##### Provided information #####
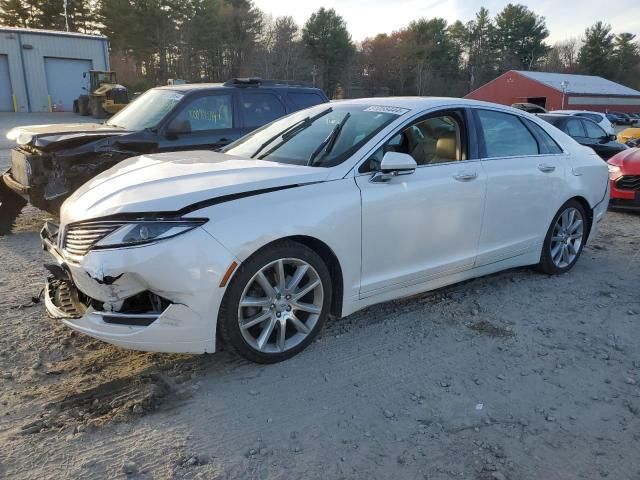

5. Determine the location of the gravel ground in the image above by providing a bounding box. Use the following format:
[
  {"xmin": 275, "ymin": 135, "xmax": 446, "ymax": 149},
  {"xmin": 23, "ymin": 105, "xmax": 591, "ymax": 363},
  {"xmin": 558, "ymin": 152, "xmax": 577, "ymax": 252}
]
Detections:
[{"xmin": 0, "ymin": 113, "xmax": 640, "ymax": 480}]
#####
Could you reproduce the records above with "gravel ground" changed to "dirt path" and everything else left unchanged, leaving out the pictures?

> [Complete answer]:
5. Determine the location of the dirt path in the image above by providing a bounding box. Use the following format:
[
  {"xmin": 275, "ymin": 135, "xmax": 446, "ymax": 149},
  {"xmin": 23, "ymin": 105, "xmax": 591, "ymax": 363},
  {"xmin": 558, "ymin": 152, "xmax": 577, "ymax": 252}
]
Detections:
[{"xmin": 0, "ymin": 113, "xmax": 640, "ymax": 480}]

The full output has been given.